### [抜粋文]
══════

平成26年6月号(Vol.110)
ぜんそくをよく知ろう!
一年で最も気持ちのいい季節になりました。青空を見ていると心にゆとりが生まれてきます。先月、あるショッピングセンターで私(45歳)が愛娘(1歳)を抱きながら歩いていたところ、高齢の男性から「失礼ですが、お孫さんですか?」と聞かれてしまいました。「自分の子どもです。」と素直に答えました。がっかり・・・。気になったとしても言わないでください。
先月行われたアレルギー学会に出席し勉強してきましたので、最新のアレルギー事情についてお話します。今月はまず「ぜんそく」についてです。
ぜんそくの今昔
「ぜんそく」とは息を吐くときにヒューヒュー、ゼーゼーという笛のなるような音(喘鳴)がして、呼吸が発作的に苦しくなる病気です。私が医師になりたての20年前には、現在の治療の根幹をなす吸入ステロイドは乳幼児に適用することができませんでした。発作は夜起きやすいこともあり、病院で勤務していたころは呼び出され対応に追われた日々が多々ありました。そのため発作による入院や救急受診が多かったのです。最近ではガイドラインの普及や吸入ステロイドなどの薬が乳幼児でも使用できるようになったおかげで、ぜんそくの病態である「慢性の気道炎症」が治まり、発作が減り、生活・人生の質(QOL)が向上するようになりました。
コントロールをよくするためには
ぜんそくは長期管理が必要な病気で毎日薬を使用するため、患者さんが自ら治療に参加し、積極的に治していこうとする気持ちを持つことが大切です。また、慢性的に気道の炎症が起きているので、発作がない時でもお薬を使うことが大切です。
発作が起こり、気道が傷つくと、傷ついた気道の組織はもとに戻ろうとするときに正常な状態に戻るわけではなく、傷を残したままで治っていきます。皮膚の傷口が治っていく時にその部分だけが硬くなったりしますが、同じようなことが気道の中でも起きています。なるべく発作をおこさないようにコントロールすると気道が傷まず、次の発作を抑えることができます。

══════

### [データセット]
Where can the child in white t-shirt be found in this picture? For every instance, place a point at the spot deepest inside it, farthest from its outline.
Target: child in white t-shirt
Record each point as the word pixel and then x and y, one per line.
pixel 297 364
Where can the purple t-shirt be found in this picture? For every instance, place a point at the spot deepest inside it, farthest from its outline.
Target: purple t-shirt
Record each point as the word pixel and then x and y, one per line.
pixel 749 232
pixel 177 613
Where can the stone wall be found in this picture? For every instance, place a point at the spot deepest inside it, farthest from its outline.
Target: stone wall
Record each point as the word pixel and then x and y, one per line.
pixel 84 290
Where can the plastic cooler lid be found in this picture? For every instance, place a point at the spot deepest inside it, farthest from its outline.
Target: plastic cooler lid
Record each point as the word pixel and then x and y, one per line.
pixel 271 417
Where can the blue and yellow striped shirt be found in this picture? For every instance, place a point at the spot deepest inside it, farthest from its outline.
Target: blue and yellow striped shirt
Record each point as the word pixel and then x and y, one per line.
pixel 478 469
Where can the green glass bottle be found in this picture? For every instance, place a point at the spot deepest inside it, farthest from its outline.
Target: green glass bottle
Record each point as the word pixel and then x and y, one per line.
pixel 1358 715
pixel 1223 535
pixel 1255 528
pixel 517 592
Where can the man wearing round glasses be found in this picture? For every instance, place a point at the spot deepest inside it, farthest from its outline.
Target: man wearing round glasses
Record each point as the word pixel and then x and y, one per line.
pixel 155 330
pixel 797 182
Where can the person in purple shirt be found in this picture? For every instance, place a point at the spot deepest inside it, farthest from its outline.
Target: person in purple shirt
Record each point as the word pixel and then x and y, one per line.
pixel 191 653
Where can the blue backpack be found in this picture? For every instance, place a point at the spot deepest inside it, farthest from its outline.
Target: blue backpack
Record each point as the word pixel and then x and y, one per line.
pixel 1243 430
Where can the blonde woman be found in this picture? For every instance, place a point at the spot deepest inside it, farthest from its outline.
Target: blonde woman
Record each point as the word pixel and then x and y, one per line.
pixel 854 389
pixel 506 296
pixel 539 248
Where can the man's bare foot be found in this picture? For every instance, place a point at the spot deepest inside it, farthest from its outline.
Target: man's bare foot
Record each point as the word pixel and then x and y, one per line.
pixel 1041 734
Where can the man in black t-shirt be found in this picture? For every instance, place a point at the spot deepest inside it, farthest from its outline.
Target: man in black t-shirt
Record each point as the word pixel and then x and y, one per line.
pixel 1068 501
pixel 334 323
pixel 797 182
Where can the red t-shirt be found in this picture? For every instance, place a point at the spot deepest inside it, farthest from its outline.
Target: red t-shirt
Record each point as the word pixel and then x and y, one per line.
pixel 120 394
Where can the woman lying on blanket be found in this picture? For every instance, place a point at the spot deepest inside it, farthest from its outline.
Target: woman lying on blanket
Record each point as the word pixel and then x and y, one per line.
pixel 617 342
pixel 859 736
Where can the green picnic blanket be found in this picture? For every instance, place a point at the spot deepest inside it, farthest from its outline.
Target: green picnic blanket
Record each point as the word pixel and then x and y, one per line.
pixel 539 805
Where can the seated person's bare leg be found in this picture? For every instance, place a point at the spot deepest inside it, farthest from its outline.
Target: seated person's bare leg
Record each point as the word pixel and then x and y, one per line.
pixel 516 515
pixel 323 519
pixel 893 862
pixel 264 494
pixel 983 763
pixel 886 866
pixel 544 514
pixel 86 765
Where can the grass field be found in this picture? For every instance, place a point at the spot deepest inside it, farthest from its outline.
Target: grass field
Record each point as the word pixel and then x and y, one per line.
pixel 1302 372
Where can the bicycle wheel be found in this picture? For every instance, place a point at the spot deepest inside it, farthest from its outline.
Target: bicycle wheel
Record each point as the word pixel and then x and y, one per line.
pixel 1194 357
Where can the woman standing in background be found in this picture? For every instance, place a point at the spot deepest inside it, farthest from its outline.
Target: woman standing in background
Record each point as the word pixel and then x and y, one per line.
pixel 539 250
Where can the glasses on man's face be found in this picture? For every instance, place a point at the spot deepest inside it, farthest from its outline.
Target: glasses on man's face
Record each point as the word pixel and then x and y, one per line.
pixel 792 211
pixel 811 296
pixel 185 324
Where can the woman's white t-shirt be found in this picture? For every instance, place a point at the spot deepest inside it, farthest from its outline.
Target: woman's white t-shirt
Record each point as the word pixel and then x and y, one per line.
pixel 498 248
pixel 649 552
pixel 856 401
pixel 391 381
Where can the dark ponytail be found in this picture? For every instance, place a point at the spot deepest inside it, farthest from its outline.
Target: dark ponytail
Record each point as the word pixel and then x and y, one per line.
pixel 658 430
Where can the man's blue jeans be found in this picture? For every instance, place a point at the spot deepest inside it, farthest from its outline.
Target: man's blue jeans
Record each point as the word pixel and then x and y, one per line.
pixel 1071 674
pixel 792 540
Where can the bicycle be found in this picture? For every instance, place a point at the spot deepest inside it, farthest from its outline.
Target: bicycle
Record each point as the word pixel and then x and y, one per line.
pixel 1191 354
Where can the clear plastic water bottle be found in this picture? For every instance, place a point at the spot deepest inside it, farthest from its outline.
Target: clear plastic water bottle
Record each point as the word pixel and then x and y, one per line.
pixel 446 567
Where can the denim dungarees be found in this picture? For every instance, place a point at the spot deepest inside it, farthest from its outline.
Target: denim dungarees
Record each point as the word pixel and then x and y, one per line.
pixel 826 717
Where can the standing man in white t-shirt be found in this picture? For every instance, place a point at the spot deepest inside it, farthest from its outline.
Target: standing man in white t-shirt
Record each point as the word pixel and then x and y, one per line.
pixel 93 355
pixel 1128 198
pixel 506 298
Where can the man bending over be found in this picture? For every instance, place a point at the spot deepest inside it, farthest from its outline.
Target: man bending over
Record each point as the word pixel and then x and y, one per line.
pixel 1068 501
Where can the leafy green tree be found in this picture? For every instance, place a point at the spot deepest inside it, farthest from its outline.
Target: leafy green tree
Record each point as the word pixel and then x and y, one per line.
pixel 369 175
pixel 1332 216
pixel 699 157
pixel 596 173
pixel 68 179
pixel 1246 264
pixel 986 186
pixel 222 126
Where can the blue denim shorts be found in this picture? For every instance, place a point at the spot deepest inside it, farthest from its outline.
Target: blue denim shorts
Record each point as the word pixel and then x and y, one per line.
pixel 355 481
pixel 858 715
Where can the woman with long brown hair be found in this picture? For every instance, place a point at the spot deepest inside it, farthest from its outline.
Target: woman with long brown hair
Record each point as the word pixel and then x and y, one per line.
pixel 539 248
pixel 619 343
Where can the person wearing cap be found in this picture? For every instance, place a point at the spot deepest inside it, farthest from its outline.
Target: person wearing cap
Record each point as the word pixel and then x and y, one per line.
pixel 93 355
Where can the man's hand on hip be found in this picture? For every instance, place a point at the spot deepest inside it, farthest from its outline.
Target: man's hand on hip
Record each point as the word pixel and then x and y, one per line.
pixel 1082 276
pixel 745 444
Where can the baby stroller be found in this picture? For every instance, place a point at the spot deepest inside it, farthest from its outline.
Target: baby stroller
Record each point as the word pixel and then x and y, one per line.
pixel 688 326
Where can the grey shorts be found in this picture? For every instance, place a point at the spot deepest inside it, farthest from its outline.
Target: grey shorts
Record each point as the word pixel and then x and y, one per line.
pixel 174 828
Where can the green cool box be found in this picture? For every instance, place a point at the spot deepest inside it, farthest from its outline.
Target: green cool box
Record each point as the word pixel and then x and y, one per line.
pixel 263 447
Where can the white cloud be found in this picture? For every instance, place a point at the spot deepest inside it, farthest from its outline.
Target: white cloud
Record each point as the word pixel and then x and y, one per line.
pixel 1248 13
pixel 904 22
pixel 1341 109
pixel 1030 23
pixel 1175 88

══════

### [設問]
抜粋文によると、ぜんそくの発作をなるべく起こさないようにコントロールすることがなぜ大切なのか、1〜3文で説明してください。 レコードは抜粋文とは別の資料です。

### [解答]
発作で気道が傷つくと、その組織は正常な状態には戻らず、皮膚の傷口が硬くなるのと同じように傷を残したまま治っていくからです。発作を起こさないようにコントロールすれば気道が傷まず、次の発作を抑えることができます。